GIVEN PROBLEM 1:
In the visitor comments on the WAR Flowers exhibition, which regiment did the commenter's uncle serve with in France and Belgium?

EXTRACTED TEXT:
- - - - - - -

We invite you to share your experience about the WAR Flowers exhibition with us.
We are looking forward to read your comments!
I teach a lengthy unit on the First World War and would love to share this experience with my students. The horrors of war, destruction, and death were common for so many. The poignant and deeply moving exhibit should be seen by anyone that studies the generation that was living at this time. I wish there was a published booklet/guidebook with the flower’s scents that might evoke some of the emotions of the exhibit.
By far, the most poignant exhibit I have seen from any war. A fitting and most sombre tribute to those who fought, were injured, left grieving, or to those who died here. Lest we forget.
The music, the scents, photographs and etched glass and few curated objects made for a truly evocative experience.
I’m looking forward to seeing this display. I too have a collection of letters sent home to my Mom and Granny by my late uncle. They are quite remarkable. Tiny wildflowers, pressed within letters sent home to calm his families fears. One of these letters contains a small envelope. Within the envelope a piece of shrapnel the size of a raisin and a note saying “here’s a little piece of Germany that was in my knee. Silly isn’t it”. He fails to mention that the tank battle that left him wounded spared him the deadly fate the befell several of the other members of his tank crew. My uncle was a fine man with a great sense of humour and very honest, if un-glorified opinion of what it meant to go to war at twenty years of age. He fought in France and Belgium with the Governor General’s Foot Guard and buried many of his friends in places like Caen and Falaise.

- - - - - - -

DATA SHOWN:
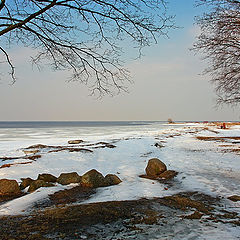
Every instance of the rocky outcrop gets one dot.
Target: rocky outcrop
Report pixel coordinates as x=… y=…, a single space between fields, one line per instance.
x=67 y=178
x=37 y=184
x=157 y=170
x=112 y=179
x=93 y=179
x=155 y=167
x=75 y=141
x=9 y=188
x=31 y=151
x=169 y=174
x=25 y=183
x=46 y=177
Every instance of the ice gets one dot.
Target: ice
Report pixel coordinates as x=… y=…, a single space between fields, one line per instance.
x=202 y=166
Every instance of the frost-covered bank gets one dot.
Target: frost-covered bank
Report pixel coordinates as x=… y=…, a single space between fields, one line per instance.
x=205 y=157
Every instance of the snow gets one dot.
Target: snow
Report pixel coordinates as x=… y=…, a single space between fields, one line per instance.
x=201 y=165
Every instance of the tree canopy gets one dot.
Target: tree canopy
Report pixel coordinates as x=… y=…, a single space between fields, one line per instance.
x=219 y=41
x=83 y=36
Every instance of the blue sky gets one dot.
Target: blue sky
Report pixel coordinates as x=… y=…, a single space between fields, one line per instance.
x=167 y=84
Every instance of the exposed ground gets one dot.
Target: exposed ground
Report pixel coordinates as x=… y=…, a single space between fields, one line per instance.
x=136 y=219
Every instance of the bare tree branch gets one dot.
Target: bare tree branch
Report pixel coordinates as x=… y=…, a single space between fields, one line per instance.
x=83 y=36
x=219 y=41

- - - - - - -

GIVEN PROBLEM 2:
Rename "bare tree branch" to "leafless branch" in the rows, covering the lines from the one containing "Every instance of the bare" through the end of the rows, inclusive. Return only those lines, with everything else unchanged.

EXERCISE RESULT 1:
The Governor General's Foot Guard.

EXERCISE RESULT 2:
Every instance of the leafless branch gets one dot.
Target: leafless branch
Report pixel coordinates as x=… y=…, a single space between fields, one line per instance.
x=83 y=36
x=219 y=41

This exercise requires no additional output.